▶ **TASK BRIEF**
Among the records that follow, set down only the lines from the one containing "class: utility pole ; detect_all=true" to the one containing "class: tire ; detect_all=true", both included, exactly.

▶ **EXERCISE MATERIALS**
[Start of section]
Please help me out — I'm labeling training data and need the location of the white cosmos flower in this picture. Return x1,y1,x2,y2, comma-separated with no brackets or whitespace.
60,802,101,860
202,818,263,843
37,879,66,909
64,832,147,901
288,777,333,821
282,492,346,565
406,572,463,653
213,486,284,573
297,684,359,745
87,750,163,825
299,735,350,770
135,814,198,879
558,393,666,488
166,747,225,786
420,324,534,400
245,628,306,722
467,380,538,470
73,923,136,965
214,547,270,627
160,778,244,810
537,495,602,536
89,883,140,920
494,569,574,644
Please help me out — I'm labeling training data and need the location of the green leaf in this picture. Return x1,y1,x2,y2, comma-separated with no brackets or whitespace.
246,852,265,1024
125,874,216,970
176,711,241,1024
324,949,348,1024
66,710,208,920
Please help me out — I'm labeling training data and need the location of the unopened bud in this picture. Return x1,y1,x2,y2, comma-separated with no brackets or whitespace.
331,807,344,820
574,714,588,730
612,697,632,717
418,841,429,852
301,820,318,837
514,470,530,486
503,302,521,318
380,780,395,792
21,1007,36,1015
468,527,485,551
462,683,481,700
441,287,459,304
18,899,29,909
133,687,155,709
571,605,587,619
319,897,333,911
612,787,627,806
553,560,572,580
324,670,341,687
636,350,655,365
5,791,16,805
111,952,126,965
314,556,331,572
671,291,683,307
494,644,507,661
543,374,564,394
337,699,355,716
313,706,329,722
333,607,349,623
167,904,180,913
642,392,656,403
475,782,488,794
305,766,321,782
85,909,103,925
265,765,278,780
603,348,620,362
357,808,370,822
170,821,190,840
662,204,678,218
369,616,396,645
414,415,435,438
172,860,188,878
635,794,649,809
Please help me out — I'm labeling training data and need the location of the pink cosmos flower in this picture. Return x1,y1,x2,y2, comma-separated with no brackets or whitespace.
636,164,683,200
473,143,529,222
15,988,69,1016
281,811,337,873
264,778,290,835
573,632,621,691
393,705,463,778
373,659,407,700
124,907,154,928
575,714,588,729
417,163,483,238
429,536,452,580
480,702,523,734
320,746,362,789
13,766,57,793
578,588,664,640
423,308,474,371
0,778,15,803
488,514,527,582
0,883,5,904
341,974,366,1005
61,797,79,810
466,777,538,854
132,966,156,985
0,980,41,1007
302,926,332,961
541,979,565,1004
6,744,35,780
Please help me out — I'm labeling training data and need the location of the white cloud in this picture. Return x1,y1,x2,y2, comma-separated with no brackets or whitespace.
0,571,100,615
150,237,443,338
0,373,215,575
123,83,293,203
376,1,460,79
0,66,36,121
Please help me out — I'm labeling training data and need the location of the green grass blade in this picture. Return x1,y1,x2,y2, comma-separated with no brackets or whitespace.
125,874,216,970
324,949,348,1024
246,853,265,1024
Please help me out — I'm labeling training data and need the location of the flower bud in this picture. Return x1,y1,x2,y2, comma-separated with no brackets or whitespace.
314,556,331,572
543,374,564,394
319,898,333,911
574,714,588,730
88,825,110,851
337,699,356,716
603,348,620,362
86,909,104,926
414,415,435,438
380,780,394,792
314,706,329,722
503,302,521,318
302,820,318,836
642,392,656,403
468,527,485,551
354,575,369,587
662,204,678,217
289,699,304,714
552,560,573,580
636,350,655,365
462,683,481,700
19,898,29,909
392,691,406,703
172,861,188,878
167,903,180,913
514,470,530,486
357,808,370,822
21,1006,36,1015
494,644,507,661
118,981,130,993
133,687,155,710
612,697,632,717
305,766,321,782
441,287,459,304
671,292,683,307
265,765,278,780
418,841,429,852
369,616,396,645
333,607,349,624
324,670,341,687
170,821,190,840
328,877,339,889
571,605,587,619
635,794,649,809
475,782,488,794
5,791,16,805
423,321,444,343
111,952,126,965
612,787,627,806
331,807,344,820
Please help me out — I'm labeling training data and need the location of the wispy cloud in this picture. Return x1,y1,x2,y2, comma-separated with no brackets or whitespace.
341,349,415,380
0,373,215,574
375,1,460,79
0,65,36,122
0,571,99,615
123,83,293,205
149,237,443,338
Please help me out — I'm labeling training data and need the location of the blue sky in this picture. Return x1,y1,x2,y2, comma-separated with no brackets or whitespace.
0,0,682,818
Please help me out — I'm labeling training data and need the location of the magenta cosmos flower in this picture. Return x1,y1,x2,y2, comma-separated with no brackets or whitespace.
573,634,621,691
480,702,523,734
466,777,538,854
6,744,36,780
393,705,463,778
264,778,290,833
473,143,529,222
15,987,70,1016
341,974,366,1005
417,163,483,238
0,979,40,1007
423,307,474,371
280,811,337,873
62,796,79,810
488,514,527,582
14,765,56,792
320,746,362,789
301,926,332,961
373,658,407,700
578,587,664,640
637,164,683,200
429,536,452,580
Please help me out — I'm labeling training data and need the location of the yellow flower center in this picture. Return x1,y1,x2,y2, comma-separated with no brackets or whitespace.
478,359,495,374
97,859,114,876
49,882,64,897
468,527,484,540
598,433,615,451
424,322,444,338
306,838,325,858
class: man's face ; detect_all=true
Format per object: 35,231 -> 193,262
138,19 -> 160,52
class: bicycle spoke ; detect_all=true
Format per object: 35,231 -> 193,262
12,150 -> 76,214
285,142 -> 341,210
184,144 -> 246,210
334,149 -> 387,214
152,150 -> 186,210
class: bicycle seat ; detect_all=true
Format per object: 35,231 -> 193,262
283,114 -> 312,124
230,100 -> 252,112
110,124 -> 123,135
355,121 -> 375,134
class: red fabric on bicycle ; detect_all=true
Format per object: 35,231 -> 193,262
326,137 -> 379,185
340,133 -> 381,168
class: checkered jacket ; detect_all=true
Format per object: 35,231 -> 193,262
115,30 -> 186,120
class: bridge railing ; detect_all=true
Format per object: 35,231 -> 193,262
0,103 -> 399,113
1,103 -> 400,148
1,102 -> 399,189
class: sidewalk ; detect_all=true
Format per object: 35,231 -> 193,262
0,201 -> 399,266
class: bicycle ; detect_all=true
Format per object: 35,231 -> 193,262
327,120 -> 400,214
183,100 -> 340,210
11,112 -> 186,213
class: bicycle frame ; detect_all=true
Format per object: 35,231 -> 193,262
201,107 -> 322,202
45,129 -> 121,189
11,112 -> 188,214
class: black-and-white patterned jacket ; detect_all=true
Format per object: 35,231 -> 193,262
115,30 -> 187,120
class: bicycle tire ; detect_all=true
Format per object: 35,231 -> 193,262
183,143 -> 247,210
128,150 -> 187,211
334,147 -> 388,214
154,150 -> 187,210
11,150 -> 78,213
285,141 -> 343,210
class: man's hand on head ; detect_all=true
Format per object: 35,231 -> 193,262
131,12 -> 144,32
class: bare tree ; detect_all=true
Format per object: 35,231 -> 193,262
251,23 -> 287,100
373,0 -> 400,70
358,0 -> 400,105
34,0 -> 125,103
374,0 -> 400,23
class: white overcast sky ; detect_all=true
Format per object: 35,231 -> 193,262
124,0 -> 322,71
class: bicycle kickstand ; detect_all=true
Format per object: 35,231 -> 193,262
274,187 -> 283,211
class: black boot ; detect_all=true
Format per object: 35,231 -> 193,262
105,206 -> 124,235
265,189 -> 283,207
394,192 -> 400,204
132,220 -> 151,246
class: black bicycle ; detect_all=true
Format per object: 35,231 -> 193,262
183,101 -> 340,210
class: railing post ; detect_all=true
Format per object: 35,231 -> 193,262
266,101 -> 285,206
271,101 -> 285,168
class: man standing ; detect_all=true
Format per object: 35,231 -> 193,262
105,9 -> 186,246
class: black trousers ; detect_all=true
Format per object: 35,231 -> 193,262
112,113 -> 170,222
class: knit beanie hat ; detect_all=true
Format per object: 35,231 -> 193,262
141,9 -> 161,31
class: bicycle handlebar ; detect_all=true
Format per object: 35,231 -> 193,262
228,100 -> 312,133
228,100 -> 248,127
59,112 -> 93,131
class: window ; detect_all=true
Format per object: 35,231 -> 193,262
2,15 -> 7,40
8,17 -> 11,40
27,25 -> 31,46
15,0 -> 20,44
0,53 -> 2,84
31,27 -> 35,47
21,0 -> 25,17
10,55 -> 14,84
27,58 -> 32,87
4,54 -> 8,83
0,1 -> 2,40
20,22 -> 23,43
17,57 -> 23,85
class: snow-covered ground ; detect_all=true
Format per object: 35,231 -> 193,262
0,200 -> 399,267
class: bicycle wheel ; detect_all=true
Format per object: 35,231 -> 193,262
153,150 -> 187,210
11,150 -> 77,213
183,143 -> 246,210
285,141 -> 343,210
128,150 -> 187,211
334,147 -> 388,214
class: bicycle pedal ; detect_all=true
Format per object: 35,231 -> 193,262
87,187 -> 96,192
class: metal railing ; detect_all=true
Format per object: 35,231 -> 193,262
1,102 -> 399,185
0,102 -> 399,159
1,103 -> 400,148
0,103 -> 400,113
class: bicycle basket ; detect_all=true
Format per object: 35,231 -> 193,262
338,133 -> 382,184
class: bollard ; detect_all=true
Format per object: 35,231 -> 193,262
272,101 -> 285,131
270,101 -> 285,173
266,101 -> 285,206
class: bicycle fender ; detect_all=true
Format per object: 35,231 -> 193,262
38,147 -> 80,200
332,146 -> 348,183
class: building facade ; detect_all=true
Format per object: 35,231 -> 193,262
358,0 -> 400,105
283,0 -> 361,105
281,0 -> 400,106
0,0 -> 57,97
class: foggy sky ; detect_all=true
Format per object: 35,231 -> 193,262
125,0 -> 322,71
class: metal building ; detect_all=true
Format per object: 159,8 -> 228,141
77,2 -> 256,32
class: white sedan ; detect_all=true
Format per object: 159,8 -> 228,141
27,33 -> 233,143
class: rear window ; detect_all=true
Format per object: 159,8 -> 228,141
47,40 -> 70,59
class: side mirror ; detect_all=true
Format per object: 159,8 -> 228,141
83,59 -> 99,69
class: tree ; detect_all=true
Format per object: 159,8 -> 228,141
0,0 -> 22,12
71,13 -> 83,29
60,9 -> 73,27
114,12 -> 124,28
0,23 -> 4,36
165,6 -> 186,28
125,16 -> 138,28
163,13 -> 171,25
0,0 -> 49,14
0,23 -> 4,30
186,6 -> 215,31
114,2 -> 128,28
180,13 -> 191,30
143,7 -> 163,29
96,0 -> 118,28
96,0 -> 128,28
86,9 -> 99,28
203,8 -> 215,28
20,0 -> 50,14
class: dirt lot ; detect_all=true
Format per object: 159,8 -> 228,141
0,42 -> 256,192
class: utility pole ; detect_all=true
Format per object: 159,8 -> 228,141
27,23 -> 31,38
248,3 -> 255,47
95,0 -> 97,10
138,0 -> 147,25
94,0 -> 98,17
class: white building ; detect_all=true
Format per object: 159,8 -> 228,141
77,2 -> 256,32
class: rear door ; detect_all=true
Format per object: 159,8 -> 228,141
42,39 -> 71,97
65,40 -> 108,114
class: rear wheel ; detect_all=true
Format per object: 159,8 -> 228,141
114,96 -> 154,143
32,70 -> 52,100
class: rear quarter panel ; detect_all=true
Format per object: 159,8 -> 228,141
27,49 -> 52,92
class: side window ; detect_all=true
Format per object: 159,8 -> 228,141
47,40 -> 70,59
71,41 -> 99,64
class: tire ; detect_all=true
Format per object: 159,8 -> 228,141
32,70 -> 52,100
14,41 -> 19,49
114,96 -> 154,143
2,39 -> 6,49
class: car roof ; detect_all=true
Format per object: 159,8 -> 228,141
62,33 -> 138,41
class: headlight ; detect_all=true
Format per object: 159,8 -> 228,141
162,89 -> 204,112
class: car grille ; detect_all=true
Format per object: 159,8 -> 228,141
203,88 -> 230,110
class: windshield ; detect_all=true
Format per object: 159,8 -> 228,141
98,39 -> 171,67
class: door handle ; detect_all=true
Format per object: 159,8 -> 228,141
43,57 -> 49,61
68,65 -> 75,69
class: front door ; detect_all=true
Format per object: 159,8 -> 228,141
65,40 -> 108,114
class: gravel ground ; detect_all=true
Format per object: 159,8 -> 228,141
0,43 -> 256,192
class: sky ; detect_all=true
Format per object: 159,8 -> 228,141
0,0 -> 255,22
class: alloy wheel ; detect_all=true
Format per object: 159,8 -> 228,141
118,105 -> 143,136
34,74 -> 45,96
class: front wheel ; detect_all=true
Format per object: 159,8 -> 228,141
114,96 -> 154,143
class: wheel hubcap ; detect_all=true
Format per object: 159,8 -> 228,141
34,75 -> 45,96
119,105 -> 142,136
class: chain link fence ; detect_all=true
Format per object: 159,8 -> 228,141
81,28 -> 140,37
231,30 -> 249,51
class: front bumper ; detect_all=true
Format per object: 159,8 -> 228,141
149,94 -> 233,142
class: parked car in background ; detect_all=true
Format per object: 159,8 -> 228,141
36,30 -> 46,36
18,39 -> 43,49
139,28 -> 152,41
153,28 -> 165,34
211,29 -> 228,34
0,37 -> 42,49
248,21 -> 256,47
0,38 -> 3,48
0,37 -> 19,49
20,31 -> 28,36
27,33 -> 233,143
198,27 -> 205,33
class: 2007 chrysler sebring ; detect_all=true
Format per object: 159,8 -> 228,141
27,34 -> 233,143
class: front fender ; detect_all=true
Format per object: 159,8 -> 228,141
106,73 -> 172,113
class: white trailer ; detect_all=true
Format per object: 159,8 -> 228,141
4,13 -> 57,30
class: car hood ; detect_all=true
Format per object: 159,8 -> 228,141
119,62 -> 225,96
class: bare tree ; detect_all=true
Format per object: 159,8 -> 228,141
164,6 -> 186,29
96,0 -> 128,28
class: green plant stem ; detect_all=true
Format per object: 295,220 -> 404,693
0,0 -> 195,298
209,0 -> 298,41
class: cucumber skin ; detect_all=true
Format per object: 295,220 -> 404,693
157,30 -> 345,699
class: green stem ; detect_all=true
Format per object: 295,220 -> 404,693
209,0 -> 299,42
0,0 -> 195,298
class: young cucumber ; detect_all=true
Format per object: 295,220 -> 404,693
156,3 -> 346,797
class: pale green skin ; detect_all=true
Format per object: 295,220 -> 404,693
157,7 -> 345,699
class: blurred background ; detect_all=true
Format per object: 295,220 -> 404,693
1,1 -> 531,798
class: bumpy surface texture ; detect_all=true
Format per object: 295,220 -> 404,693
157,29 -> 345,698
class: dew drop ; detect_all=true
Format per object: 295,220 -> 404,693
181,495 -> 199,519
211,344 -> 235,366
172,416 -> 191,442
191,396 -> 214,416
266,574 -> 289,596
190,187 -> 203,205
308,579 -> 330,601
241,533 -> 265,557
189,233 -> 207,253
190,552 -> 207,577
[End of section]
▶ **RESULT OF THIS TASK**
class: utility pole ; detect_all=true
Format per object: 159,8 -> 228,141
27,23 -> 31,38
248,3 -> 255,47
95,0 -> 97,10
138,0 -> 147,25
94,0 -> 98,17
class: white building ; detect_all=true
Format per object: 159,8 -> 228,141
77,2 -> 256,32
class: rear door ; detect_all=true
Format per object: 159,8 -> 228,141
42,39 -> 71,97
65,40 -> 108,114
class: rear wheel ; detect_all=true
Format per object: 159,8 -> 228,141
114,96 -> 154,143
32,70 -> 52,100
class: rear quarter panel ; detect_all=true
Format per object: 159,8 -> 228,141
27,49 -> 52,92
class: side window ; detect_all=true
Format per object: 159,8 -> 228,141
47,40 -> 70,59
71,41 -> 99,64
class: tire ; detect_all=true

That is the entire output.